== Source passage ==
The event that had the greatest impact on consciousness was the institution of “women’s Wednesdays,” in which men carried out women’s traditional household tasks. This initiative helped modify popular modes of thought previously shaped by mediaeval beliefs. It sought to make men more aware of the difficult conditions that women had to contend with every day in order to enable the family to live in decent conditions. Without such a change in thinking, the revolution cannot possibly embrace the population, since almost half of it now lives in conditions of servitude.
Many dikes were constructed to retain water, enabling the rural population to cultivate their land throughout the year and thereby increase their income. Ouagadougou, the capital, was transformed through the construction of new revolutionary housing developments and by an ambitious program to upgrade slum areas that had formerly been virtual ghettos. As regards culture, the emergence of people’s theatre and cinema made it possible to rally the population for the tasks of national reconstruction.
This promising experience had a tragic conclusion: the assassination of Sankara and the end of the revolution in 1987. This outcome should lead us to reflect more deeply on the type of organizational framework needed to carry such a radical project for the transformation of African societies to a successful conclusion.
In our view, there is no way around the necessity of building a broad progressive alliance, based on the project of an alternative society carrying out a radical transformation of a capitalist and/or neocolonial society. To achieve this goal, we must break with the dogmatic positions that often obstruct efforts for consensus around what is essential. By unduly exaggerating such minor and/or secondary contradictions, such dogmatism contributes to undermining worthy initiatives, as in Burkina Faso and Grenada.
In addition, a systematic struggle is required against the elitism of petty bourgeois groupings made up of an intelligentsia cut off from the masses and popular culture, groupings that wallow in theoretical battles disconnected from concerns of the population. Finally, although every social experience has aspects that are universal, we must break with mimicry – the desire to impose such specific experiences on a social environment with its own historical reality.
For this reason, the present renewal of the pan-Africanist movement both within the continent and in the African diasporas can fulfill its great potential only if it unifies the task of rallying pan-African forces once more through popular struggles around the challenges faced by the popular masses, such as land seizures, economic partnership agreements, sovereign control of the currency, and resistance to heightened militarism and economic degradation driven by climate change.

== Data entries ==
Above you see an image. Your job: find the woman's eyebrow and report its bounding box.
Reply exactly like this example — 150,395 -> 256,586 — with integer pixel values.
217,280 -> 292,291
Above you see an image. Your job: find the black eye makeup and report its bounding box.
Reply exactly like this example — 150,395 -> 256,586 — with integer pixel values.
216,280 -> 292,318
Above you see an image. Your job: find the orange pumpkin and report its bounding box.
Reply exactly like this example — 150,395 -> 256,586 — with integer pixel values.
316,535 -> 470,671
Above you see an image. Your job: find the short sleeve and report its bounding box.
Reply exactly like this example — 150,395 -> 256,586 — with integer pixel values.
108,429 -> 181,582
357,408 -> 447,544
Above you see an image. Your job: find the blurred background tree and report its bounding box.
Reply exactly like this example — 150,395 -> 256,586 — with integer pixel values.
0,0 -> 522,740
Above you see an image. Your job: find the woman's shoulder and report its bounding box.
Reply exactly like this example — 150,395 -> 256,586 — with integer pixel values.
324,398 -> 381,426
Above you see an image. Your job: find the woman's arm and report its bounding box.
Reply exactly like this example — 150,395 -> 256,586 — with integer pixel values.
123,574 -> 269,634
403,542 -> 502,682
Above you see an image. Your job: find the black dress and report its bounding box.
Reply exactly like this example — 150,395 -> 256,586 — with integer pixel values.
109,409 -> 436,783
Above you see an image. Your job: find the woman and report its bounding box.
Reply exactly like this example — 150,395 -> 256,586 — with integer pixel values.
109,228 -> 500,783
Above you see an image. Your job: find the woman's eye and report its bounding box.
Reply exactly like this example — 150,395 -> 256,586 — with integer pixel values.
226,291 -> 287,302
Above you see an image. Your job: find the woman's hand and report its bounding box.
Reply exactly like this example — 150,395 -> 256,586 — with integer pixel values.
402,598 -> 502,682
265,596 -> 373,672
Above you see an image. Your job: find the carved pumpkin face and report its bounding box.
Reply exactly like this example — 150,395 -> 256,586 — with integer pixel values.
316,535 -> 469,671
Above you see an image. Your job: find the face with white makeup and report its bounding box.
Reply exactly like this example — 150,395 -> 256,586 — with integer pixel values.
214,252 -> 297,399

== Aim A ==
Using the passage on Sankara's revolution, decide whether each statement agrees with it: (i) During "women's Wednesdays," women took over men's traditional household tasks. (ii) Dikes were built so that the rural population could cultivate their land throughout the year. (iii) The revolution ended in 1987 with the assassination of Sankara. For each, answer yes or no and quote the words of the passage that decide it.
== Aim B ==
According to the passage on Sankara's revolution, why was a change in thinking about women's daily conditions necessary for the revolution? Answer in one to three sentences.
== Aim C ==
In the passage on Sankara's revolution, which city was transformed by new revolutionary housing developments and a program to upgrade slum areas?

== Full response A ==
(i) No: "men carried out women’s traditional household tasks."
(ii) Yes: "Many dikes were constructed to retain water, enabling the rural population to cultivate their land throughout the year"
(iii) Yes: "the assassination of Sankara and the end of the revolution in 1987."

== Full response B ==
Without such a change in thinking, the revolution could not embrace the population, because almost half of it lives in conditions of servitude. "Women’s Wednesdays" were meant to make men more aware of the difficult conditions women faced every day to let the family live decently.

== Full response C ==
Ouagadougou, the capital.